= Excerpted passage =
-------
Kindness in the time of Covid

A few days ago I read an article in the NY Times on “What our new normal will feel like” by Max Fisher: “The greatest psychological shift amid widespread crisis may be toward what is termed “prosocial behavior” — checking in on neighbors, caring for the needy, cooking for friends. Early humans, trapped in a hostile environment, thrived when they cooperated, typically in groups of a few hundred. Now, as we are once again besieged by nature and isolated into small communities, our survival instincts are re-emerging. During the SARS epidemic, Dr. Sim said, people looked out for one another in ways they might not have done before. They are doing so again now, even in Singapore, a city known for capitalist striving and competition.” (Max Fisher, NY Times, April 21, 2020).

Yes, acts of kindness have been spotlighted across the globe. The news media is filled with stories of people and communities reaching out to help, volunteer, donate, and offer any assistance they are able to. New Yorkers too have been doing what they do best - face difficult times by lending fully their hands, hearts, and minds to help build bridges of support.
-------
= Tasks to complete =
1 – Answer these about the text on kindness during Covid:
(a) Who wrote the NY Times article that is quoted?
(b) In the quoted passage, what size were the groups in which early humans typically cooperated?
(c) What do New Yorkers lend to help build bridges of support?
2 – Reproduce word for word the part of the text on kindness during Covid that begins at the words "A few days ago" and stops after "April 21, 2020).".
-------
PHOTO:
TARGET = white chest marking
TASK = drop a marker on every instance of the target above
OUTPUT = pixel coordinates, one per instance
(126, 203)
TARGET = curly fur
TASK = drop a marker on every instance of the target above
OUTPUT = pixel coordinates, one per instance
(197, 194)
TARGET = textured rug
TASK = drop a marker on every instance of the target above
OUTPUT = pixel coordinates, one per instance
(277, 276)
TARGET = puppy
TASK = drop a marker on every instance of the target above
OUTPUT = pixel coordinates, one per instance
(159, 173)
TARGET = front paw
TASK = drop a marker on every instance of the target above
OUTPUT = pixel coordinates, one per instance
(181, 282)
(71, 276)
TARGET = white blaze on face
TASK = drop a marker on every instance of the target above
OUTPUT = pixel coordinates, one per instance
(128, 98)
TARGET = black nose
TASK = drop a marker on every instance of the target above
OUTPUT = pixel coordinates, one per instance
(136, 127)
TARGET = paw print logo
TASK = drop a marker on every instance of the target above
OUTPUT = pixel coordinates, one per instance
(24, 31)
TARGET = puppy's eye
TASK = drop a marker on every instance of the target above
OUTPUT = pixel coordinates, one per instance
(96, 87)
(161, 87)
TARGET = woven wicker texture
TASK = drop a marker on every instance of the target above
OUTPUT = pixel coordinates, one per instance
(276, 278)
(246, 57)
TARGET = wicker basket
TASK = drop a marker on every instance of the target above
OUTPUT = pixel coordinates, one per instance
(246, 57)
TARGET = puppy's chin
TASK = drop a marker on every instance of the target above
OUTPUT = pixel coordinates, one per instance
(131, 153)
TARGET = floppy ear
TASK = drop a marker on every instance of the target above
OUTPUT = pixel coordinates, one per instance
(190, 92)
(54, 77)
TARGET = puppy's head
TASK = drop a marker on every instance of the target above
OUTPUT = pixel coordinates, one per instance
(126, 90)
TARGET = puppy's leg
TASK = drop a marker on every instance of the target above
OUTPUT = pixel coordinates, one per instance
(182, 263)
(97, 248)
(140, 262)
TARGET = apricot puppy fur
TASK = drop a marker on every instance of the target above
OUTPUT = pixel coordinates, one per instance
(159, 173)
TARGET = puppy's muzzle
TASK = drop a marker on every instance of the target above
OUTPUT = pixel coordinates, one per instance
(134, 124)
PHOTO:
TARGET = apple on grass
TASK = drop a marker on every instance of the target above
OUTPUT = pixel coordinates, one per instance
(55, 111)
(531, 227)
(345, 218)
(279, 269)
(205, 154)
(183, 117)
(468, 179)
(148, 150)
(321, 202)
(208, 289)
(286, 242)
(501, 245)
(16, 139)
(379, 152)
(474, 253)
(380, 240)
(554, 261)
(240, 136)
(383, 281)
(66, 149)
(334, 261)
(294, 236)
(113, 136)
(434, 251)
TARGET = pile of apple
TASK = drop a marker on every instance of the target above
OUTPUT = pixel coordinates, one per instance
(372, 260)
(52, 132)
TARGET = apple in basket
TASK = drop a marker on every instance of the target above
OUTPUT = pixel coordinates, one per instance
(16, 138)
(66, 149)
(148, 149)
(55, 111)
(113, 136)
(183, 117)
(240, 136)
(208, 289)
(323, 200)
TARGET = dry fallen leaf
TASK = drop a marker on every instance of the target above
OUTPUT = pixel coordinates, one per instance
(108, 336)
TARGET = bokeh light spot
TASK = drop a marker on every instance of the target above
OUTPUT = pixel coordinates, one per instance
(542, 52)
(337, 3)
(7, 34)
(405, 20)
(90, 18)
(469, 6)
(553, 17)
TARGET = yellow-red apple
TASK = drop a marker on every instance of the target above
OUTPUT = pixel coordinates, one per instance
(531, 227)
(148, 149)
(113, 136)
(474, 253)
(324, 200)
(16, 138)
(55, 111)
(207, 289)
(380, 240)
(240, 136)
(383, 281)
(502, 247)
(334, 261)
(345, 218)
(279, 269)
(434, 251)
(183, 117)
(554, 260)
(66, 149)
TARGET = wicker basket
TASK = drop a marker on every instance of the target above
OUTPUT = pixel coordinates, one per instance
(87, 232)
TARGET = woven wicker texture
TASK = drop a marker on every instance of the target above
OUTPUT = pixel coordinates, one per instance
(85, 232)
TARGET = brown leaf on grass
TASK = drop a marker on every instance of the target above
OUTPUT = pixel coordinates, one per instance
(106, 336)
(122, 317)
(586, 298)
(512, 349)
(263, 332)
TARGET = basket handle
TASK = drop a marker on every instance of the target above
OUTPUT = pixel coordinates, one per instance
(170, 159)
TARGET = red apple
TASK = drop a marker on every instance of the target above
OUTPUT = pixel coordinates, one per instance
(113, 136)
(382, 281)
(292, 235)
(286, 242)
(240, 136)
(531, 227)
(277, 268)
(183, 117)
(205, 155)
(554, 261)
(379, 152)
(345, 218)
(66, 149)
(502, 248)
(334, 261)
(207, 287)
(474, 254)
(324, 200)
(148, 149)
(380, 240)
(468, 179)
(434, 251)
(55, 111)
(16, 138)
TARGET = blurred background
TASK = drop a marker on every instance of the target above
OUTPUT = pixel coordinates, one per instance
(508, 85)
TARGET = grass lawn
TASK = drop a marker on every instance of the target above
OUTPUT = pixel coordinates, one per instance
-------
= Task results =
1 –
(a) Max Fisher
(b) A few hundred
(c) Their hands, hearts, and minds

2 –
A few days ago I read an article in the NY Times on “What our new normal will feel like” by Max Fisher: “The greatest psychological shift amid widespread crisis may be toward what is termed “prosocial behavior” — checking in on neighbors, caring for the needy, cooking for friends. Early humans, trapped in a hostile environment, thrived when they cooperated, typically in groups of a few hundred. Now, as we are once again besieged by nature and isolated into small communities, our survival instincts are re-emerging. During the SARS epidemic, Dr. Sim said, people looked out for one another in ways they might not have done before. They are doing so again now, even in Singapore, a city known for capitalist striving and competition.” (Max Fisher, NY Times, April 21, 2020).